TASK → Gather every line in the records below that contains the string "pink", copying each line whole. Letter case matters.

Position annotation records
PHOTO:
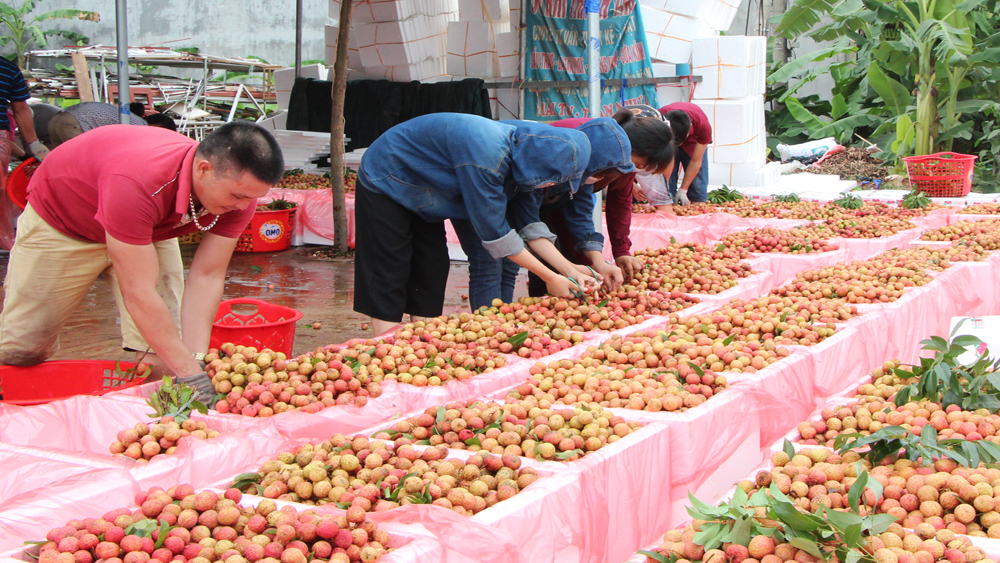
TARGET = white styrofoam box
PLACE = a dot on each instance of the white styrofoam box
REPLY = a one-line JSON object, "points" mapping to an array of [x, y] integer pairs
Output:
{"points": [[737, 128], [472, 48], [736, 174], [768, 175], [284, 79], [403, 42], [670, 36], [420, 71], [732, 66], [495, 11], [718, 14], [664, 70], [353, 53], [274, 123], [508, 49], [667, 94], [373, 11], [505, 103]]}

...

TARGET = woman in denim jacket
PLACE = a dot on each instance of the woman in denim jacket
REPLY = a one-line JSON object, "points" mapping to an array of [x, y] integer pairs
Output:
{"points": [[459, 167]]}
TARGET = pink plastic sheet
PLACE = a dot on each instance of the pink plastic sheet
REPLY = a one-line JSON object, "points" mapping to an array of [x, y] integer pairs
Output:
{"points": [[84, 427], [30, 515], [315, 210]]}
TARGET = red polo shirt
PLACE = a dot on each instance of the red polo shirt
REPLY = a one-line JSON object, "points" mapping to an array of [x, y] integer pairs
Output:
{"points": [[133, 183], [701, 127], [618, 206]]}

RESULT OF THE EXERCISE →
TARGET = pink plastic sheet
PLACE = a dot on each instance of the pink plastic sheet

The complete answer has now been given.